Aim 1: Rewrite the part of the passage on ethnography that starts with the words containing "Moreover, your future" and ends with "the research design.", changing "research design" to "study design".

____ Passage

You will use this Scientific Merit Action Research Template (SMART) Form in a reflective action learning exercise in the
discussion later in this unit.
Ethnography is a method of research design that is intended to address a problem in depth and detail. It forms the basis for many of our public needs assessment projects.
Complete the following transcripts:
Read What is Ethnography? to understand more about this important research methodology and project process.
Read Applying What You Have Learned about how you can leverage the work you have done throughout this course and ways by which the knowledge base acquired and competency developed can enhance your future action research dissertation project.
Note: Be certain to read the unit introduction, as it may contain important information and references pertaining to this unit’s content and activities.
Use your Designing and Managing Programs text to complete the following:
Read Chapter 9, “Designing Effectiveness-Based Information Systems,” pages 161–188.
Read Chapter 11, “Impact Program Evaluation and Hypothesis Testing,” pages 203–212.
Use your Conducting Needs Assessments text to read Chapter 10, “Reporting the Findings,” pages 171–179.
Read Coryn, Noakes, Westine, and Schröter’s 2011 article, “A Systematic Review of Theory-Driven Evaluation Practice From 1990 to 2009,” from American Journal of Evaluation, volume 32, issue 2, pages 199–226.
INTRODUCTION – Formulating Outcome-Based Evaluation of Needs Assessment Report for Stakeholders
At the outset of this course, you were introduced to the action learning knowledge base on the public needs assessment and planning processes representing the contextual gap between the present conditions or situation occurring within the community of interest and what ought to have been occurring to ensure the best possible services, programs, or projects for those whose needs-based issues are at stake. Also, you learned that the needs assessment planning process is that measurable instrument used in determining the measurable action that can foster desirable systems changes to bridge or
fill that gap. However, without a results-based accountability instrument and performance reporting framework, there can be no way of determining whether that contextual gap has been bridged and its measurable outcomes been attained.
Moreover, as an undergirding centerpiece, you have also learned that in conceptualizing the measurable action, the needs
assessment and planning processes provide a comprehensive framework for determining action intervention and service or program use patterns in facilitation of an action-oriented research project. However, crucial to the facilitation of the public needs assessment and planning process that can impact the action-oriented research project is the delineation of the positionality of research facilitator. Also, because the central focus of this course is on the public aspect of needs assessment planning projects, it is important to understand its ethnographic implications.
Moreover, your future participatory action research dissertation study includes you as a member of a team that works to find a solution to a public problem or gaps in service, program, or project use patterns within the public domain.
Participatory action research builds on ethnography as one component of the research model. And that is another reason to understand ethnography as a qualitative research methodology. Ethnography has its roots in a number of disciplines, and each adds depth and richness to the research design.

________

Aim 2: Turn every line of the records below into a Markdown table with the columns n and Line, where n numbers each row. Leave out blank lines.

____ Provided data

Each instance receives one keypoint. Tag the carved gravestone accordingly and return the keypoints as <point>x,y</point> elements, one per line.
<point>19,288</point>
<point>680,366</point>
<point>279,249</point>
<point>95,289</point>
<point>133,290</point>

________

Reply 1:
Moreover, your future participatory action research dissertation study includes you as a member of a team that works to find a solution to a public problem or gaps in service, program, or project use patterns within the public domain.
Participatory action research builds on ethnography as one component of the research model. And that is another reason to understand ethnography as a qualitative research methodology. Ethnography has its roots in a number of disciplines, and each adds depth and richness to the study design.

Reply 2:
| n | Line |
|---|---|
| 1 | Each instance receives one keypoint. Tag the carved gravestone accordingly and return the keypoints as <point>x,y</point> elements, one per line. |
| 2 | <point>19,288</point> |
| 3 | <point>680,366</point> |
| 4 | <point>279,249</point> |
| 5 | <point>95,289</point> |
| 6 | <point>133,290</point> |